··· Exercise passage

Today AIDS Healthcare Foundation (AHF) responded to a statement placed by drug giant Bristol-Myers Squibb (BMS) on its website defending its record on AIDS drug pricing and accessibility. AHF, the largest global AIDS organization, accuses the company of lying about its cooperation with the HIV/AIDS community and refutes the following claim made by BMS: "For last 20 years, Bristol-Myers Squibb has worked collaboratively with the HIV/AIDS community to help meet the needs of people living with this disease, and we are committed to helping ensure that people living with HIV and AIDS have access to our medicines."
"AHF has repeatedly pointed out to BMS that the high price of its drug Reyataz is contributing to a crisis that has left thousands of patients without access to lifesaving AIDS treatment," said Michael Weinstein, President of AIDS Healthcare Foundation. "For BMS to claim that it is working cooperatively with the HIV/AIDS community and 'improving access to medicines' while simultaneously refusing to step up and join the other pharmaceutical companies in offering discounts to struggling state AIDS programs is absurd. It's a lie that simply cannot be tolerated by anyone who cares about people living with HIV/AIDS."
With state budgets stretched thin and increasing numbers of unemployed workers without health insurance, an AIDS drug crisis has gripped the nation. Numerous states have been forced to cap enrollment in their AIDS Drug Assistance Programs (ADAPs), which provide medications to low-income Americans living with the disease. Currently, there are 2,158 individuals in thirteen states on waiting lists to receive lifesaving AIDS medications. And the waiting lists are growing by hundreds of people each week.
BMS remains the only major AIDS drug manufacturer to refuse to offer discounts. At $13,000 per patient per year, BMS' Reyataz is one of the most expensive first-line AIDS treatments on the market.
Merck and Company, Johnson & Johnson's Tibotec Therapeutics, Gilead Sciences Inc., Viiv Healthcare (a new drug company formed in a partnership between GSK and Pfizer) and Abbott Labs have all offered significant discounts and pricing concessions to cash-strapped ADAPs.

······
··· Provided data

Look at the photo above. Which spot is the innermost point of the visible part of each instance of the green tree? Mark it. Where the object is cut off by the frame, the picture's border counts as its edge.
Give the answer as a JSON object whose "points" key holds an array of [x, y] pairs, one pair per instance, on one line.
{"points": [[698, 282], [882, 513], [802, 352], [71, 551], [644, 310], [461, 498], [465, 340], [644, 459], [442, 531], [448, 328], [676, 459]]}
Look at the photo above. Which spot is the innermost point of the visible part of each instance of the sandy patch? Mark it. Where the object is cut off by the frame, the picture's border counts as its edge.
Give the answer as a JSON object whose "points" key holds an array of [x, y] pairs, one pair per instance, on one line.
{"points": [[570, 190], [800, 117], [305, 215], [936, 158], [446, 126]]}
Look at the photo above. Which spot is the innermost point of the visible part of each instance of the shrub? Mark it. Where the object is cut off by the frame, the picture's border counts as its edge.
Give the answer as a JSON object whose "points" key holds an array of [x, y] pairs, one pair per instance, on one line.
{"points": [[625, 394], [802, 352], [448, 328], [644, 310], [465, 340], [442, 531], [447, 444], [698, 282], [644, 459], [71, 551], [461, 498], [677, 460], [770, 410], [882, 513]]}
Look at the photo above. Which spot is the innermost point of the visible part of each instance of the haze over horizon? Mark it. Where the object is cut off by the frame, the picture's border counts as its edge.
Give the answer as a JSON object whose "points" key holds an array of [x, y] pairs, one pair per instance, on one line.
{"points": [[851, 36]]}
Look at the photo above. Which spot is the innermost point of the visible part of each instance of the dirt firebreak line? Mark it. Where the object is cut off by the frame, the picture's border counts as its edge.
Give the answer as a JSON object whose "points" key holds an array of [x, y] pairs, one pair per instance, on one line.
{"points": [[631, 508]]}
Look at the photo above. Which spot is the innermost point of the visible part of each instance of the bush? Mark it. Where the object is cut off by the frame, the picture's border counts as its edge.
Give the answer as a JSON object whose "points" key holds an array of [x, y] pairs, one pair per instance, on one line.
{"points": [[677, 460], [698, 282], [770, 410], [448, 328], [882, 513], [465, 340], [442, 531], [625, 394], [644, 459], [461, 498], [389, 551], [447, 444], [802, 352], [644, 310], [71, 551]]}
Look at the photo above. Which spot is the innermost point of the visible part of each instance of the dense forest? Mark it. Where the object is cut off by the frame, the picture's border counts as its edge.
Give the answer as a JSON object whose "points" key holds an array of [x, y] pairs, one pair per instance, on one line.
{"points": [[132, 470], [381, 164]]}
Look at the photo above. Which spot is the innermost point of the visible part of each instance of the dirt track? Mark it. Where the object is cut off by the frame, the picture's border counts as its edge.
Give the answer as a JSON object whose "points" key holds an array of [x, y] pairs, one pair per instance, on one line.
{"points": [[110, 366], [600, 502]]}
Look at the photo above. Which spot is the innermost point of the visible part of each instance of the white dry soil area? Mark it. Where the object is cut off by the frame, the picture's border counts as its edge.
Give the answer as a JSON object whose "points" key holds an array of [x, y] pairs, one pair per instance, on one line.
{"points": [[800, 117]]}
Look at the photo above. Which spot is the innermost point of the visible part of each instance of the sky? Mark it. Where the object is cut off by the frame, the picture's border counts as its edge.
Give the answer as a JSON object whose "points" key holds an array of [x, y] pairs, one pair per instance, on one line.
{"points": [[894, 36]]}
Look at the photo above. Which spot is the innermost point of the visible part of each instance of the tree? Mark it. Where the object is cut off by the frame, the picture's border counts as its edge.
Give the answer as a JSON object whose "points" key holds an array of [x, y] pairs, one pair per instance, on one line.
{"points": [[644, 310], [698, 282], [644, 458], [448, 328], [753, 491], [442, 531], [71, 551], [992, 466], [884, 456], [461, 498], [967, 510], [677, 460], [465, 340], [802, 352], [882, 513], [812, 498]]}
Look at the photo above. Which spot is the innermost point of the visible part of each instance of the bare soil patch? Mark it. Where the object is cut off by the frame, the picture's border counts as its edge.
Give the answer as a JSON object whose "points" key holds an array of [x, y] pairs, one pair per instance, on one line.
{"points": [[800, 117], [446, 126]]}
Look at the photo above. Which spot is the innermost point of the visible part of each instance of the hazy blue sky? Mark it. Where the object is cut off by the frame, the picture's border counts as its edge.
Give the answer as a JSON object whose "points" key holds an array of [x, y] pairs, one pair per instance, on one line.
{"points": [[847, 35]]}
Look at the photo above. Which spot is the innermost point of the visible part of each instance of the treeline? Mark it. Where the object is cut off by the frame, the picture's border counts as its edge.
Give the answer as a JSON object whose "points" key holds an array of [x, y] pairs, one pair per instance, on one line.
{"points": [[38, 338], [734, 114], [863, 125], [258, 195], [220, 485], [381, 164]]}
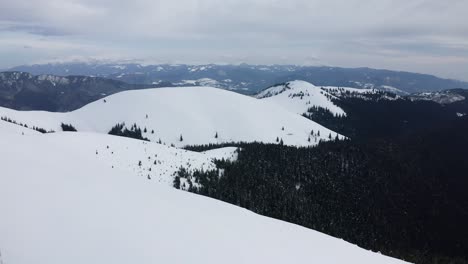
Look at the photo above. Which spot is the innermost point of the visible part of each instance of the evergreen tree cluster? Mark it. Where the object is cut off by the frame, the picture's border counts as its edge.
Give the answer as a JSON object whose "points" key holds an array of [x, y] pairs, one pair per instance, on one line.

······

- _Exercise prompt_
Reproduce the portion of the AIDS drug pricing passage between "BMS remains the" and "on the market.", inclusive. The rows are separate from the AIDS drug pricing passage.

- _Finished exercise_
BMS remains the only major AIDS drug manufacturer to refuse to offer discounts. At $13,000 per patient per year, BMS' Reyataz is one of the most expensive first-line AIDS treatments on the market.